PROBLEMS TO WORK ON:
(a) Please answer these questions from the album summary:
(i) What is the album's total length?
(ii) Who produced it?
(iii) Which album by the same artist came after it?
(b) Using the album summary, explain why Afrodeezia sits between Renaissance and Laid Black in the chronology.

SELECTED EXTRACT:
━━━━━━━━

Studio album by Marcus Miller
- Released: March 16, 2015
- Studio: 1172 Bounce (North Brunswick, New Jersey); Jankland Recording Studios (New Jersey); Audible Images (Pittsburgh, Pennsylvania); GBP Studios (East Landing, Missouri); Grand Street Recording (Brooklyn, New York); Queens Studios (Queens, New York); Jack Of All Studios (Quincy, Massachusetts); Rustic Space (Portland, Maine); La Louisianne Recording Studios (Layfaette, Louisiana); Hannibal Studios (Santa Monica, California); The Village Recorder and The Audio Labs (Los Angeles, California); The Dormitory (South Pasadena, California); The Lodge (North Hollywood, California); Apollo 32 (South Gate, California); Cane River Studios (Sherman Oaks, California); Riomar Studios (Rio de Janeiro, Brazil); Essouria (Moracco); Festival Gnaoua at Musique de Monde; Point G Studios (Paris, France);
- Genre: Jazz
- Length: 65:02
- Label: Blue Note
- Producer: Marcus Miller

Marcus Miller chronology
| Renaissance (2012) | Afrodeezia (2015) | Laid Black (2018) |

= Afrodeezia =

Afrodeezia is a studio album by American bass-guitarist Marcus Miller. The album was released on by Blue Note Records. This is his debut release for Blue Note.

━━━━━━━━

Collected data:

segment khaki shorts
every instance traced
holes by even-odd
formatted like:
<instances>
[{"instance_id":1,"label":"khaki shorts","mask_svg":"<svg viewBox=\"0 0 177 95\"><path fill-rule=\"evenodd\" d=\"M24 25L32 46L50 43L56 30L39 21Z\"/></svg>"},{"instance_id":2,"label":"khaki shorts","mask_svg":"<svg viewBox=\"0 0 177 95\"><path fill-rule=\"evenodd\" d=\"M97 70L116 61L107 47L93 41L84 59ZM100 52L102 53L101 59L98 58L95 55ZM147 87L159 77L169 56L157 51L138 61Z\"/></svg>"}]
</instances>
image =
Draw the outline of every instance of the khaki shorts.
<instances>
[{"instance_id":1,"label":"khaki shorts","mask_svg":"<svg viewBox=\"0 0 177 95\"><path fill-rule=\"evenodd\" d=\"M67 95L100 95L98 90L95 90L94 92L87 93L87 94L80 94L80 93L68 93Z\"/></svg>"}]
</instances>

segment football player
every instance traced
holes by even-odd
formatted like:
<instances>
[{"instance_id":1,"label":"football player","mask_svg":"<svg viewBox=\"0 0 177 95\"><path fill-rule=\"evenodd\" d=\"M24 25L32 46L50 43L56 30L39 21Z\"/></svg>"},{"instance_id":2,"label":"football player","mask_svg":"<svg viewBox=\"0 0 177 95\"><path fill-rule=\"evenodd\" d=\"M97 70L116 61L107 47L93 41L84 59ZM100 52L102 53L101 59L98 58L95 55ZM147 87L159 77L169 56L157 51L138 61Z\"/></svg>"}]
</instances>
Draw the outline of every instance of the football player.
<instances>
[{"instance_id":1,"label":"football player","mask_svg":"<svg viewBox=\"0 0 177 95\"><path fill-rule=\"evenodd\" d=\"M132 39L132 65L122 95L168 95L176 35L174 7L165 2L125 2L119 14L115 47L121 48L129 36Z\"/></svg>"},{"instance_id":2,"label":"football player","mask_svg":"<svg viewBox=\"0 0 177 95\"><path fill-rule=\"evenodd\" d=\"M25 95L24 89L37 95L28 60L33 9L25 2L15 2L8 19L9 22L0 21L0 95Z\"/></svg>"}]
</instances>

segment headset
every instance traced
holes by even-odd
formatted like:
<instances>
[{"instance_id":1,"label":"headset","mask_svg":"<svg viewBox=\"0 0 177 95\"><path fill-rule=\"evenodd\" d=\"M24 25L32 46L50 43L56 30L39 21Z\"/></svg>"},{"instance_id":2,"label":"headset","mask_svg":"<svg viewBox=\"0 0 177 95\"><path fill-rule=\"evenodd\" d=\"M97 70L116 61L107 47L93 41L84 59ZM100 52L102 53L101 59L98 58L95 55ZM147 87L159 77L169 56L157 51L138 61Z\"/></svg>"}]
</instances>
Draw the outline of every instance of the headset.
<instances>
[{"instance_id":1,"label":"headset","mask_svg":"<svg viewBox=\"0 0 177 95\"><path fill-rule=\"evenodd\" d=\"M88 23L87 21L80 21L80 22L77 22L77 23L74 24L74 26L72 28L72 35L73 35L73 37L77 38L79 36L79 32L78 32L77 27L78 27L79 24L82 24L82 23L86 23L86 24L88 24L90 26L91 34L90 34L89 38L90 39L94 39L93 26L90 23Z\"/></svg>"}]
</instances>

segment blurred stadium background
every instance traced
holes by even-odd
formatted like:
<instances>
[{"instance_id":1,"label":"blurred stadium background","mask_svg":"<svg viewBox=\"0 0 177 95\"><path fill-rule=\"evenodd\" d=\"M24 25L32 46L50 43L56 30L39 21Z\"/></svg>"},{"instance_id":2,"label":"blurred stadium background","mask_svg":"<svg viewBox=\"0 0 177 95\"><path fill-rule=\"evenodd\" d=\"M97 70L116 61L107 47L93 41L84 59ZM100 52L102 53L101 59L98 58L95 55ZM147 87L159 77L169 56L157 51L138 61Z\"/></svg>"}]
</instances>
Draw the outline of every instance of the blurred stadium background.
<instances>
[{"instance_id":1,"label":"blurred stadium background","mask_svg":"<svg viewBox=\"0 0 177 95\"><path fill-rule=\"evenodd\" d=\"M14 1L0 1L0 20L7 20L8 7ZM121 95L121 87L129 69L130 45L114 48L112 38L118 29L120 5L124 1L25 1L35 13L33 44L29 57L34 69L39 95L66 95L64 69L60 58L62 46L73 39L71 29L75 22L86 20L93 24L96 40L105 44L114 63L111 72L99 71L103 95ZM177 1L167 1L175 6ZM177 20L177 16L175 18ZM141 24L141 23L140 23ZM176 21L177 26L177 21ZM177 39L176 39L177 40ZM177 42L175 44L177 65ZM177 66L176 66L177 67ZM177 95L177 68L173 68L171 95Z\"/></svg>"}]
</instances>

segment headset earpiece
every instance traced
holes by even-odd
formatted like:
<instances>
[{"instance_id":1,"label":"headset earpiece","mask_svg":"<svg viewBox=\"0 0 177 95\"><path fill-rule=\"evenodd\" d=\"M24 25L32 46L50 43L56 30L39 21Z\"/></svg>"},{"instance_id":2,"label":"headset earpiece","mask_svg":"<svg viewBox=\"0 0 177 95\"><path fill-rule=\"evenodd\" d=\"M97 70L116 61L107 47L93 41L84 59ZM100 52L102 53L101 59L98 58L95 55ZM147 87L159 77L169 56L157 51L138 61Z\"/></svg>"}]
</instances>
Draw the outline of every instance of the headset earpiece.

━━━━━━━━

COMPLETE ANSWERS:
(a)
(i) 65:02
(ii) Marcus Miller
(iii) Laid Black (2018)

(b) The chronology lists Marcus Miller's albums in order of release year. Renaissance came out in 2012, Afrodeezia in 2015 and Laid Black in 2018, so Afrodeezia falls between them.